- **THE TASKS**
1 – Answer these from the passage on resignation letters:
(a) How much notice does Mike's tip suggest offering in place of two weeks?
(b) Who should be the first to hear about your planned exit?
(c) What should you do if your employee handbook asks for more than two weeks' notice?
2 – Return the stretch of the passage on resignation letters from "The timing of" through "that’s not good.".
3 – Write the next part of the passage on resignation letters, picking up after its final sentence.

- **TEXT SECTION**
########################################

When you’re leaving an employer, notice and formality are always better. That way, you can make the best impression possible on your way out of the door.

Finally, since a lot of people are quitting their jobs right now, you may wonder if resigning at this particular moment is a good idea. After all, many companies are struggling with being shorthanded today.

You may hesitate to make a difficult situation worse for a number of reasons. You might not want to unduly harm the company or may fear that your resignation will seem harsher since you aren’t the only one leaving the company at that particular moment.

In the end, you might wonder if you should wait for a “better” time. The problem is, no one knows when that time could arrive. As a result, it isn’t a bad idea to focus on your needs while making this decision. That way, you can keep your career – and life – on track.

MIKE'S TIP: If you’re worried about leaving your employer too shorthanded and your resignation isn’t time-dependent (such as being tied to a start date with a new employer), you do have options. One would be to provide more than the two weeks’ notice. By offering one- or two-months’ notice, you give them a chance to fill your position before you leave. You can even let them know that you’re willing to exit early when they make a hire, ensuring they aren’t overstaffed once they find the right candidate.

Common Short Resignation Letter Mistakes

You might be wondering, “Is it possible to make mistakes with a simple, short resignation letter? Do I even need to worry about that?” Well, the answer to both of those questions is “yes.”

Ultimately, when you resign, you want to make a good impression. And some mistakes can harm your reputation or make it harder to get positive references from the company.

So, what do you need to avoid? For starters, spelling and grammar mistakes can make your letter look sloppy. After you’re done writing it, make sure to review your letter for errors of any kind.

Additionally, inappropriate language or sentiments are no-gos. This can include non-professional words or terms, as well as badmouthing or other kinds of negativity about your experience. If any of that is in your letter, it makes you seem unprofessional, so keep the language polite.

Ambiguity is another issue you need to avoid. Since a short resignation letter doesn’t have much content, you need to get to the point and be definitive. Let your employer know your exact plans without hedging. Otherwise, the company may not be fully clear on your intentions.

The timing of your letter and who you give it to are also easy to get wrong. In most cases, you want to give two weeks’ notice whenever possible. If your employee handbook asks for more, try to follow that instead.

Additionally, you need to make sure your manager is the first to hear about your planned exit. Don’t talk about your resignation with anyone else with a connection to your workplace until your manager knows what’s up. Otherwise, the rumor mill might tell them before you do, and that’s not good.

Not following the company’s process is also an issue. While not all employers have formal procedures in place for resignations, some do. If you don’t follow the process, it’s possible the right people won’t learn about your plan to exit at the proper time, and that could make it seem like you didn’t give a reasonable amount of notice even if you intended to.

########################################

- **DATA SUPPLIED**
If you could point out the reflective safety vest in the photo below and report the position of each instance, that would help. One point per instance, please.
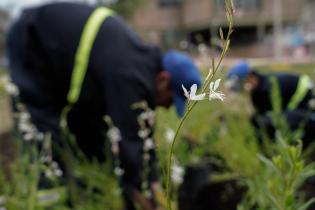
(304, 85)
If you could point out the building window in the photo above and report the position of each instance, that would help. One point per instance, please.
(241, 4)
(165, 3)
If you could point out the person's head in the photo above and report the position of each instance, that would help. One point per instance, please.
(178, 69)
(241, 76)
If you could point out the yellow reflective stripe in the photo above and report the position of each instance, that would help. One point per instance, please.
(300, 93)
(82, 56)
(52, 196)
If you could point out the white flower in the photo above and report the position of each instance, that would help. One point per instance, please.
(114, 134)
(213, 94)
(115, 148)
(143, 133)
(28, 136)
(119, 171)
(148, 116)
(169, 135)
(12, 89)
(2, 200)
(146, 157)
(192, 94)
(148, 144)
(177, 173)
(58, 172)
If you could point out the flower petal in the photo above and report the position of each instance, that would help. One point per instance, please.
(211, 86)
(186, 93)
(193, 90)
(216, 84)
(198, 97)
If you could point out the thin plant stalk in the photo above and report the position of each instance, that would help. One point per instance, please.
(192, 104)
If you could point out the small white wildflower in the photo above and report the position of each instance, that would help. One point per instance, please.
(147, 194)
(25, 127)
(48, 173)
(177, 175)
(58, 172)
(311, 103)
(148, 144)
(40, 136)
(148, 116)
(25, 117)
(28, 136)
(114, 134)
(11, 89)
(2, 200)
(146, 157)
(115, 148)
(213, 94)
(119, 171)
(169, 135)
(143, 133)
(46, 159)
(192, 94)
(54, 165)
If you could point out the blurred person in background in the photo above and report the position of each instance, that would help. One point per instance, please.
(74, 55)
(297, 98)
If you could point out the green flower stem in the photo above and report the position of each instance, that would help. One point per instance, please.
(169, 165)
(192, 104)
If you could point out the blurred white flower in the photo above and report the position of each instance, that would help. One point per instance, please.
(169, 135)
(311, 104)
(114, 134)
(148, 116)
(119, 171)
(192, 94)
(177, 174)
(58, 172)
(48, 173)
(11, 89)
(2, 200)
(148, 144)
(213, 94)
(28, 136)
(146, 157)
(115, 148)
(143, 133)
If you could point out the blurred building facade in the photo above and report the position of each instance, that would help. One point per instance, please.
(167, 22)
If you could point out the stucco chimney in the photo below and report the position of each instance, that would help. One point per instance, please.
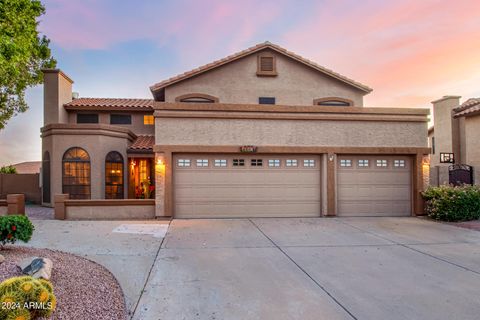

########################################

- **TASK RESPONSES**
1 –
(a) One or two months' notice.
(b) Your manager.
(c) Try to follow the handbook instead.

2 –
The timing of your letter and who you give it to are also easy to get wrong. In most cases, you want to give two weeks’ notice whenever possible. If your employee handbook asks for more, try to follow that instead.

Additionally, you need to make sure your manager is the first to hear about your planned exit. Don’t talk about your resignation with anyone else with a connection to your workplace until your manager knows what’s up. Otherwise, the rumor mill might tell them before you do, and that’s not good.

3 –
Finally, never, ever badmouth your employer. Regardless of your reason for leaving, remain professional. Complaining and negativity won’t make a good impression on anyone, even if what you have to say is reasonable or understandable. So, it’s better to keep that to yourself.

Top Tips for Writing a Short Resignation Letter

Writing a short resignation letter doesn’t have to be a challenge. Here are some tips that can get you moving in the proper direction.

Use the Right Structure

Resignation letters are professional documents, so you want to follow the correct structure. That way, all of the needed information is there, and it’s presented in the right order.

Here’s a quick overview of the structure that you can use as a simple resignation letter template:

    1. Your contact information
    2. Date you’re handing the letter in
    3. Manager’s contact information
    4. Opening greeting
    5. Statement of resignation
    6. Statement outlining your last day on the job
    7. Statement of appreciation
    8. Offer of assistance and to handle next steps
    9. Closing
    10. Signature

In some cases, you can cover points 3-5 in a single paragraph. However, you can also leave each sentence in a section of its own if you prefer.

Be Blunt

Since your goal is to write a short resignation letter, bluntness actually works in your favor. While you may worry that bluntness will translate to rudeness, in this situation, it typically won’t. Ultimately, this is a formal type of notification that’s much more akin to a memo than a traditional letter. As a result, brevity is okay.

Make sure every sentence is clear and focused on the point of the letter. Avoid hedging phrases like “hope to,” “might want to,” “if it’s okay,” or anything that indicates uncertainty. Instead, tell it like it is, ensuring there are no misunderstandings and that you can convey your point quickly. Additionally, skip over unnecessary information.

Present the Right Details

Even with a short resignation letter, there are a few details you’ll want to include. In your statement of resignation, include your first and last name (as it is in your employee file), official position title, and department. That way, everyone who may need to review your letter knows exactly who’s resigning.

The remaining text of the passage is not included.